*** Opening SUPPLIED INFORMATION ***

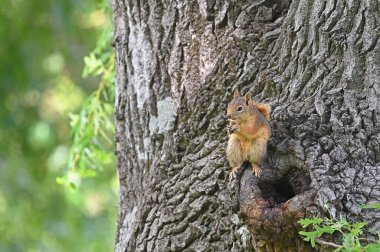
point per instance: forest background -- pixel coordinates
(54, 58)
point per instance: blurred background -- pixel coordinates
(43, 99)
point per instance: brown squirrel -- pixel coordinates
(250, 132)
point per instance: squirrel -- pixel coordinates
(249, 132)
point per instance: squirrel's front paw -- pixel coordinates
(256, 170)
(232, 127)
(233, 173)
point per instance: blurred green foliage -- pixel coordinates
(41, 85)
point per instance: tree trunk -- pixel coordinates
(317, 63)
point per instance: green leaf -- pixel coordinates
(374, 247)
(306, 221)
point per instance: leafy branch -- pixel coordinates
(92, 128)
(349, 232)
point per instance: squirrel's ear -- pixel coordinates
(247, 97)
(236, 93)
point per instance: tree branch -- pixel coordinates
(319, 241)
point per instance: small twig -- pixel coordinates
(327, 243)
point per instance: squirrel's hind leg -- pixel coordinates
(256, 170)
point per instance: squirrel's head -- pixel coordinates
(239, 105)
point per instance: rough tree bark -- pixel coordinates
(316, 62)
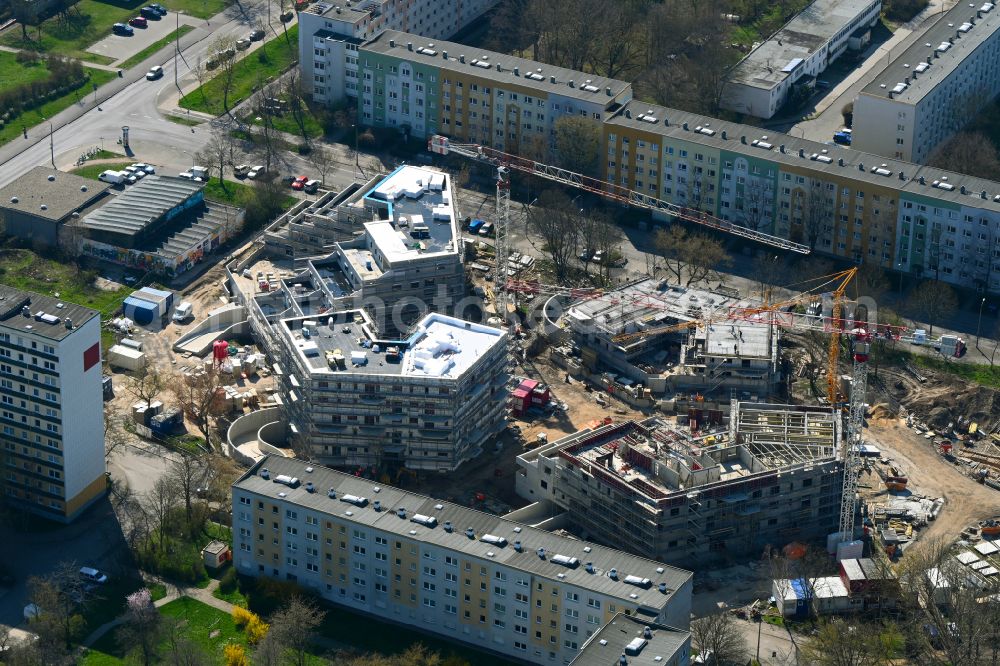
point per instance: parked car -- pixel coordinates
(843, 137)
(92, 575)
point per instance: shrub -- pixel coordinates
(241, 616)
(229, 582)
(235, 655)
(256, 629)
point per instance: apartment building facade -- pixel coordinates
(330, 33)
(472, 95)
(427, 402)
(766, 78)
(934, 88)
(527, 594)
(770, 476)
(922, 221)
(51, 407)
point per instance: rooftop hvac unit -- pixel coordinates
(638, 581)
(284, 479)
(354, 499)
(426, 521)
(566, 561)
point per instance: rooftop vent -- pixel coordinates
(290, 481)
(494, 540)
(566, 561)
(426, 521)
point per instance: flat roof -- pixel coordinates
(47, 315)
(64, 194)
(804, 154)
(413, 195)
(609, 642)
(439, 346)
(966, 24)
(774, 59)
(141, 204)
(657, 459)
(497, 67)
(527, 559)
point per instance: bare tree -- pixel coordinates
(932, 302)
(719, 640)
(201, 396)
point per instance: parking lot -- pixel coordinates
(122, 48)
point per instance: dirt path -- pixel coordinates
(965, 500)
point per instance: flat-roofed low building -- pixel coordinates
(766, 78)
(36, 206)
(642, 643)
(773, 474)
(480, 579)
(428, 401)
(719, 359)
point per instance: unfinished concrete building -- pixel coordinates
(771, 475)
(719, 360)
(391, 246)
(427, 402)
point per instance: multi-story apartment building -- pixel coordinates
(717, 359)
(429, 401)
(919, 220)
(391, 246)
(933, 88)
(663, 492)
(761, 83)
(51, 410)
(329, 35)
(469, 94)
(527, 594)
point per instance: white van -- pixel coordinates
(92, 575)
(183, 311)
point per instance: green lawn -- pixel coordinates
(95, 170)
(37, 115)
(154, 47)
(14, 73)
(198, 622)
(26, 270)
(265, 63)
(92, 21)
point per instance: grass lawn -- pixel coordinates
(26, 270)
(37, 115)
(198, 622)
(93, 23)
(94, 170)
(266, 63)
(154, 47)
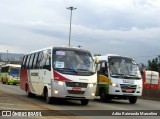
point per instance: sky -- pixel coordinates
(125, 27)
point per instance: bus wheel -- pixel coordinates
(29, 94)
(84, 102)
(3, 82)
(47, 98)
(103, 96)
(133, 99)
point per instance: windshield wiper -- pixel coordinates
(85, 70)
(132, 76)
(67, 69)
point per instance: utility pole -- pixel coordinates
(70, 8)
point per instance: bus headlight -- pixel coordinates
(114, 85)
(60, 83)
(91, 85)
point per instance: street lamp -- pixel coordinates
(70, 8)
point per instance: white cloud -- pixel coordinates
(127, 27)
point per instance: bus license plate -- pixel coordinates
(128, 90)
(76, 89)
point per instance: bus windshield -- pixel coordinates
(14, 71)
(73, 61)
(123, 67)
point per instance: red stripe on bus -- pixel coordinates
(59, 77)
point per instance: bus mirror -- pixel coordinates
(96, 60)
(46, 54)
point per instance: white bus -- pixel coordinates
(10, 74)
(118, 78)
(59, 72)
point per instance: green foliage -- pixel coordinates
(97, 54)
(154, 64)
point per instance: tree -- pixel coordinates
(154, 64)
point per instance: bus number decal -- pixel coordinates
(34, 74)
(59, 64)
(60, 53)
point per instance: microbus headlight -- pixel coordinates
(60, 83)
(91, 85)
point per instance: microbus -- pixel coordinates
(59, 72)
(118, 78)
(10, 74)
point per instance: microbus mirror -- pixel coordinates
(48, 67)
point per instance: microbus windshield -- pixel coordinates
(76, 62)
(15, 71)
(123, 67)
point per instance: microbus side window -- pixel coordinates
(5, 69)
(31, 61)
(103, 67)
(39, 63)
(46, 62)
(27, 63)
(35, 61)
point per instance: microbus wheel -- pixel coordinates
(84, 101)
(3, 81)
(29, 94)
(103, 96)
(47, 98)
(133, 99)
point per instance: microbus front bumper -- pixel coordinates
(73, 90)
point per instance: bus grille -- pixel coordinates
(128, 88)
(76, 84)
(75, 92)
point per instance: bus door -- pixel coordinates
(44, 71)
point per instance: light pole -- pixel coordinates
(70, 8)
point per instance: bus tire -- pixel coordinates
(103, 96)
(29, 94)
(133, 99)
(48, 99)
(3, 82)
(84, 101)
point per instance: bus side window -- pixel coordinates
(27, 63)
(24, 62)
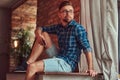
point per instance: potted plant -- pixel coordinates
(22, 46)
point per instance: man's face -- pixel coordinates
(66, 14)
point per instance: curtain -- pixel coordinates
(100, 18)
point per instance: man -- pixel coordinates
(72, 38)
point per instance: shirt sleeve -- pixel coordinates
(82, 39)
(50, 29)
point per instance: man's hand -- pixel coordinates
(92, 73)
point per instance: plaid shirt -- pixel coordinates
(71, 39)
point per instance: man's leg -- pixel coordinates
(38, 47)
(37, 66)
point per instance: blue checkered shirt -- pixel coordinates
(71, 39)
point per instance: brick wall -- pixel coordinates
(47, 13)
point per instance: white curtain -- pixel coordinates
(100, 18)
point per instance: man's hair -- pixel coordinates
(65, 3)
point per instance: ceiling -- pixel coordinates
(11, 3)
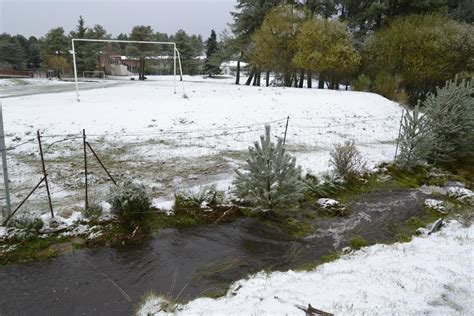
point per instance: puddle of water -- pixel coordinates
(187, 262)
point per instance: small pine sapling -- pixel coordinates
(414, 139)
(347, 160)
(272, 180)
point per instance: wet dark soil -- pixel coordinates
(190, 262)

*** Closing SUPPLIED INFORMATION ***

* _BRIEF_: Please return the whole listing exactly. Do not copy its images.

* _OUTPUT OF THE TASK_:
point per instance: forest background -- pixel coordinates
(54, 58)
point per instance: blurred background -- pixel coordinates
(43, 99)
point per instance: brown squirrel -- pixel coordinates
(250, 132)
point per instance: squirrel -- pixel coordinates
(249, 132)
point per instance: squirrel's front paw -- pixel coordinates
(256, 170)
(232, 127)
(233, 173)
point per instance: blurred green foliage -- pixel coordinates
(41, 85)
point per instance: tree trunk -- pixel coordinates
(317, 63)
point per instance: green leaf -- pixel coordinates
(374, 247)
(306, 221)
point per instance: leafy branch -- pixel coordinates
(92, 128)
(349, 232)
point per instance: squirrel's ear -- pixel coordinates
(247, 97)
(236, 93)
point per instance: tree branch -- pixel coordinates
(319, 241)
point per instance: small twig -- pixel coordinates
(327, 243)
point per instance: squirrel's hind leg -- pixel coordinates
(256, 170)
point per instance: squirrel's head -- pixel coordinates
(239, 105)
point per instance: rough tree bark -- pixel coordinates
(316, 62)
point per instance: parked car -- pixel coordinates
(843, 137)
(92, 575)
point per instance: shrub -- pixel coordinates
(241, 616)
(229, 582)
(235, 655)
(256, 629)
point per instance: apartment building facade -- pixel coordinates
(330, 33)
(472, 95)
(427, 402)
(766, 78)
(934, 88)
(527, 594)
(770, 476)
(922, 221)
(51, 407)
point per instance: rooftop hvac unit -- pixel coordinates
(638, 581)
(284, 479)
(354, 499)
(426, 521)
(566, 561)
point per instance: rooftop vent -- pixel coordinates
(290, 481)
(494, 540)
(566, 561)
(426, 521)
point per instance: flat roof -- pixel coordinates
(47, 315)
(64, 194)
(804, 154)
(413, 195)
(609, 642)
(439, 346)
(966, 24)
(774, 59)
(141, 204)
(657, 459)
(497, 67)
(527, 559)
point per instance: bare tree -- pixel coordinates
(932, 302)
(719, 640)
(201, 396)
point per instance: parking lot -- pixel coordinates
(122, 48)
point per instance: dirt path -- pixel coordinates
(965, 500)
point per instance: flat-roofed low building -- pixel coordinates
(766, 78)
(36, 206)
(642, 643)
(773, 474)
(480, 579)
(428, 401)
(719, 359)
point per instance: unfinished concrete building -- pixel coordinates
(771, 475)
(719, 360)
(391, 246)
(427, 402)
point per instance: multi-story apartment building -- pixel coordinates
(717, 359)
(429, 401)
(919, 220)
(391, 246)
(933, 88)
(663, 492)
(761, 83)
(51, 410)
(329, 35)
(469, 94)
(527, 594)
point per instance: white van -- pixel coordinates
(92, 575)
(183, 311)
point per instance: green lawn -- pixel coordinates
(95, 170)
(37, 115)
(154, 47)
(14, 73)
(198, 622)
(26, 270)
(265, 63)
(92, 21)
point per instance: grass lawn -- pixel coordinates
(26, 270)
(37, 115)
(198, 622)
(93, 23)
(94, 170)
(266, 63)
(154, 47)
point per instance: sky -- pixel coordinates
(125, 27)
point per instance: bus wheel -- pixel coordinates
(29, 94)
(84, 102)
(3, 82)
(47, 98)
(103, 96)
(133, 99)
point per instance: windshield wiper -- pixel coordinates
(85, 70)
(132, 76)
(67, 69)
point per instance: utility pole -- pixel coordinates
(70, 8)
point per instance: bus headlight -- pixel coordinates
(114, 85)
(60, 83)
(91, 85)
point per instance: street lamp -- pixel coordinates
(70, 8)
point per instance: white cloud -- pixel coordinates
(127, 27)
point per instance: bus license plate -- pixel coordinates
(128, 90)
(76, 89)
point per instance: bus windshield -- pixel coordinates
(14, 71)
(73, 61)
(123, 67)
point per instance: red stripe on bus -- pixel coordinates
(59, 77)
point per instance: bus mirror -- pixel coordinates
(96, 60)
(46, 54)
point per instance: white bus -- pixel coordinates
(10, 74)
(118, 78)
(59, 72)
point per instance: green foliage -- pixel coordinates
(97, 54)
(154, 64)
point per instance: tree -- pixel coordinates
(154, 64)
point per instance: bus number decal -- pixel coordinates
(34, 74)
(59, 64)
(60, 53)
point per instance: microbus headlight -- pixel coordinates
(60, 83)
(91, 85)
point per instance: microbus -- pixel coordinates
(59, 72)
(118, 78)
(10, 74)
point per instance: microbus mirror -- pixel coordinates
(48, 67)
point per instance: microbus windshield -- pixel coordinates
(76, 62)
(15, 71)
(123, 67)
point per instance: microbus side window -- pixel coordinates
(5, 69)
(31, 61)
(103, 67)
(39, 63)
(46, 62)
(27, 63)
(35, 61)
point per instance: microbus wheel -- pixel coordinates
(84, 101)
(3, 81)
(29, 94)
(103, 96)
(47, 98)
(133, 99)
point per instance: microbus front bumper -- pixel coordinates
(73, 90)
point per instance: bus grille -- pixel coordinates
(128, 88)
(76, 84)
(75, 92)
point per instance: bus door -- pixel coordinates
(44, 71)
point per instance: light pole -- pixel coordinates
(70, 8)
point per instance: bus tire -- pixel coordinates
(103, 96)
(29, 94)
(133, 99)
(48, 99)
(3, 82)
(84, 101)
point per instance: bus side window -- pixel coordinates
(27, 63)
(24, 62)
point per instance: potted plant -- pixel coordinates
(22, 46)
point per instance: man's face -- pixel coordinates
(66, 14)
point per instance: curtain -- pixel coordinates
(100, 18)
point per instance: man -- pixel coordinates
(72, 38)
point per instance: shirt sleeve -- pixel coordinates
(82, 39)
(50, 29)
point per instance: man's hand -- pixel coordinates
(92, 73)
point per instance: plaid shirt -- pixel coordinates
(71, 39)
point per instance: man's leg -- pixel coordinates
(38, 47)
(37, 66)
point per instance: blue checkered shirt -- pixel coordinates
(71, 39)
point per instance: brick wall -- pixel coordinates
(47, 13)
point per instance: white curtain -- pixel coordinates
(100, 18)
point per instance: man's hair -- pixel coordinates
(65, 3)
point per instance: ceiling -- pixel coordinates
(11, 3)
point per instance: puddle of water -- pixel coordinates
(187, 262)
point per instance: small pine sapling -- pixel coordinates
(414, 139)
(347, 160)
(272, 180)
point per instance: wet dark soil -- pixel coordinates
(190, 262)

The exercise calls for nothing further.